* YOUR GOAL:
Using the Bears game report, decide whether each statement agrees with it, answering yes or no and quoting the deciding words: (a) Chicago beat Atlanta 30-12; (b) the Bears sacked Matt Ryan three times; (c) Brian Urlacher returned a fumble for a touchdown in the fourth quarter.

— begin SOURCE —

Bears show they've still got some bite
Philadelphia, PA – On a day where remembrance was first and foremost on the minds of virtually all Americans, the team just about everyone forgot heading into the 2011 NFL season was making more than a few prognosticators think again about their forecasts for the coming months.
The Chicago Bears generally haven't been part of the discussion when the topic of NFC contenders is broached, despite credentials that would suggest the 2010 conference runners-up undeniably deserve a mention alongside this year's presumed Fab Four of Green Bay, Philadelphia, Atlanta, New Orleans. The defending NFC North champions proved they too belong in the equation, however, by producing perhaps the most eyebrow-raising result of the Week 1 Sunday schedule, a 30-12 victory over the helium-heavy Falcons that was every bit as convincing as the final score indicated.
Chicago's tried and true defense stopped an Atlanta attack that entered Soldier Field with a newfound big-play reputation dead in its tracks, unleashing a furiously persistent pass rush that sacked Falcons quarterback Matt Ryan five times and induced three turnovers, including a Ryan fumble that was returned for a third-quarter touchdown by veteran lynchpin Brian Urlacher that essentially sealed the win.

— end SOURCE —
— begin PROVIDED RECORDS —

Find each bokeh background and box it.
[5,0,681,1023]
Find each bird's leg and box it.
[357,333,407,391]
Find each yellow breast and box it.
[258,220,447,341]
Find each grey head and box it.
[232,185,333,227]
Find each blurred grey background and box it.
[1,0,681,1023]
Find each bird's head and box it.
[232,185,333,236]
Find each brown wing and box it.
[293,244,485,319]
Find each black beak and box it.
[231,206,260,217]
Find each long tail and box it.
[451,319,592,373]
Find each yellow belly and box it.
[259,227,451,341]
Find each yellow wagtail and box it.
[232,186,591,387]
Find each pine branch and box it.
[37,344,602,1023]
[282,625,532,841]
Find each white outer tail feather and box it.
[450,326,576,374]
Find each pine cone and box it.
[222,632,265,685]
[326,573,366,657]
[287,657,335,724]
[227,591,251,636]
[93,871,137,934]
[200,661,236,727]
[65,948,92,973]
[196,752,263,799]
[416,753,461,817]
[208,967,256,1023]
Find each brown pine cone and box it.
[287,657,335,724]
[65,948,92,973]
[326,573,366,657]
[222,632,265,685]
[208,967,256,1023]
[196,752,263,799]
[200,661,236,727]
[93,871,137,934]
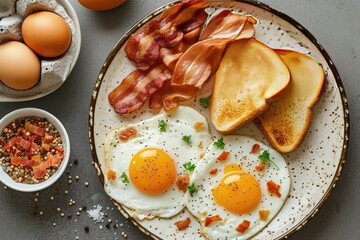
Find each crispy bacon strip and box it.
[108,64,171,114]
[154,10,256,110]
[125,1,207,71]
[235,220,250,233]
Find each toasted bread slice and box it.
[255,50,325,153]
[210,39,290,134]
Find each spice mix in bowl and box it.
[0,108,70,192]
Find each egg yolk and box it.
[129,148,176,195]
[212,164,262,214]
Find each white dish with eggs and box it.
[89,1,349,240]
[0,0,81,102]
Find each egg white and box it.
[186,135,290,240]
[104,106,212,220]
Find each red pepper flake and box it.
[176,174,190,192]
[119,128,137,142]
[259,210,270,221]
[236,220,250,233]
[106,169,116,180]
[266,180,281,197]
[194,122,204,131]
[217,151,230,161]
[255,162,266,172]
[205,214,222,227]
[251,143,260,153]
[175,217,190,231]
[209,168,218,175]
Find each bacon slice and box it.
[235,220,250,233]
[155,10,256,110]
[205,214,222,227]
[176,174,190,192]
[108,64,171,114]
[109,1,256,114]
[175,217,190,231]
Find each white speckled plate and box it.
[89,1,349,239]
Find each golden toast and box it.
[255,50,325,153]
[210,39,290,134]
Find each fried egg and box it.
[104,106,212,220]
[186,135,290,239]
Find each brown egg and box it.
[79,0,125,11]
[21,11,71,58]
[0,41,41,90]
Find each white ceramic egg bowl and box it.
[0,108,70,192]
[0,0,81,102]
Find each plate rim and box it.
[88,0,350,240]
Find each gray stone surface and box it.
[0,0,360,240]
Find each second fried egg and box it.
[105,106,212,220]
[186,135,290,240]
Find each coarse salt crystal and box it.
[87,204,104,223]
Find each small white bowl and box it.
[0,108,70,192]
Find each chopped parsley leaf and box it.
[183,162,195,172]
[120,172,130,183]
[259,150,280,169]
[199,96,210,108]
[182,135,191,145]
[187,183,198,197]
[159,120,166,132]
[214,138,225,149]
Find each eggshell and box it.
[21,11,71,58]
[79,0,126,11]
[0,41,41,90]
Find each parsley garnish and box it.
[120,172,130,183]
[159,120,166,132]
[199,96,210,108]
[183,162,195,172]
[182,135,191,145]
[214,138,225,149]
[187,183,198,197]
[259,150,280,169]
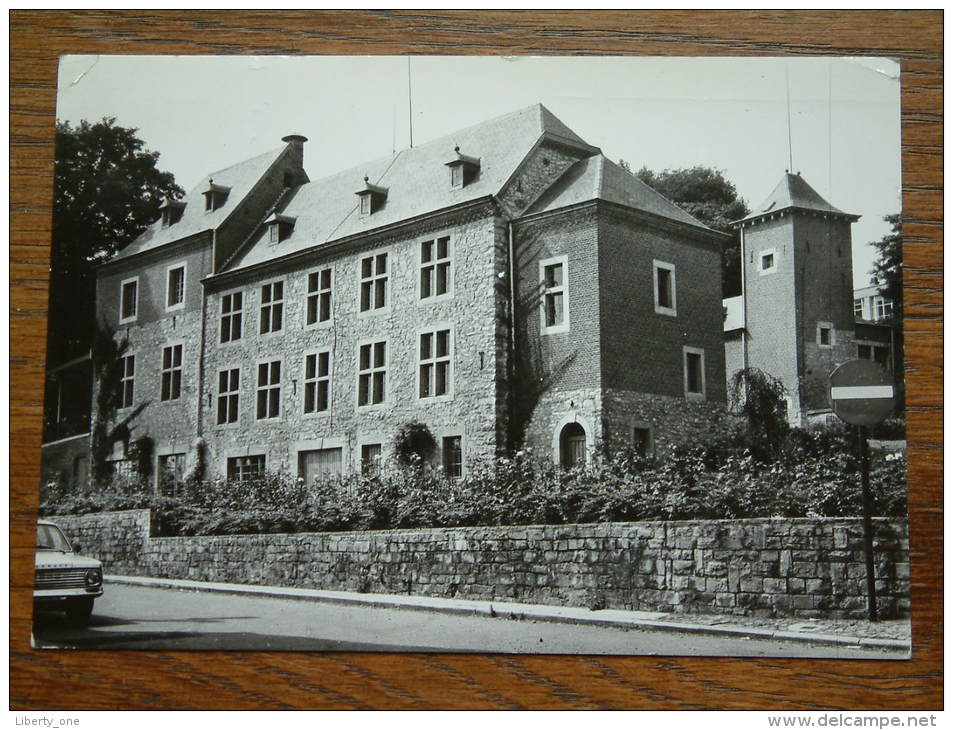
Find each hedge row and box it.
[41,420,906,535]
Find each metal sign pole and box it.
[857,426,877,621]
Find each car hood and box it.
[36,550,102,569]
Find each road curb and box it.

— end PROVIDED RECORDS —

* ANSWER FOR THIS EXERCISE:
(a) Yes: "a 30-12 victory over the helium-heavy Falcons"
(b) No: "sacked Falcons quarterback Matt Ryan five times"
(c) No: "returned for a third-quarter touchdown by veteran lynchpin Brian Urlacher"